__Do this__
Rewrite the data starting with the line containing "Thank you for the photo. Could you point to the fireplace" and continuing through the end of the data, changing "fireplace" to "hearth" and keeping everything else the same.

__Given data__

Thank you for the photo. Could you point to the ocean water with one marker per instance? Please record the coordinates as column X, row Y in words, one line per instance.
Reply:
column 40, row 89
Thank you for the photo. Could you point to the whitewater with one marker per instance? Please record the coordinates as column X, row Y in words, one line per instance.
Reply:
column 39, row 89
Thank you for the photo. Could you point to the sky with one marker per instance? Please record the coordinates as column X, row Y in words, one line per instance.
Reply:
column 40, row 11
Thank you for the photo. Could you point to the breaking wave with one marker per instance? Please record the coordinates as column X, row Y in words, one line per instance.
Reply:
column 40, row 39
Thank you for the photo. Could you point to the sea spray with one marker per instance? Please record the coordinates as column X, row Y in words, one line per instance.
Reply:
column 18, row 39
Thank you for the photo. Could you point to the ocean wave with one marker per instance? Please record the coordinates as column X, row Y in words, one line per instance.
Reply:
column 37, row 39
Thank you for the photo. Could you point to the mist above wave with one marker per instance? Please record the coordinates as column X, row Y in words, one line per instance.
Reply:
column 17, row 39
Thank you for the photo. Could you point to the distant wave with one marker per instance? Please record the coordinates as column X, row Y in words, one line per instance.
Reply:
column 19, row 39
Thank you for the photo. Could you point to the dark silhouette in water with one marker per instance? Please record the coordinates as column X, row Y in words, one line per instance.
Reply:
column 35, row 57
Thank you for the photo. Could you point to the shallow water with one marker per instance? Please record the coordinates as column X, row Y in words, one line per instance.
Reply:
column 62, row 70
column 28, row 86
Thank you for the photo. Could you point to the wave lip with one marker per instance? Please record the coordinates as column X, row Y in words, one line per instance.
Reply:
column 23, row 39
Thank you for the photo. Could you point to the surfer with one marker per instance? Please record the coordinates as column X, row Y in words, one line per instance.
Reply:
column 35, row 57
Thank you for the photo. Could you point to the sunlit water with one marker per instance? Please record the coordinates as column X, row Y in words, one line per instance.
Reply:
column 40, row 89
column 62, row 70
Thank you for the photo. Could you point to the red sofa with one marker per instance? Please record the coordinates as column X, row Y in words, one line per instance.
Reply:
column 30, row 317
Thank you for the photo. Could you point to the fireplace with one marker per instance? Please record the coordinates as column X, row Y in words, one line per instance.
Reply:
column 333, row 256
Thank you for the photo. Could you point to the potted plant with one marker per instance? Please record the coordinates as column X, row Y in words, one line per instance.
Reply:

__In response__
Thank you for the photo. Could you point to the hearth with one marker per instance? Please record the coordinates as column X, row Y in words, one line per instance.
Reply:
column 333, row 256
Thank you for the photo. Could you point to the potted plant with one marker per instance? Please record the coordinates as column X, row Y in words, one line per instance.
Reply:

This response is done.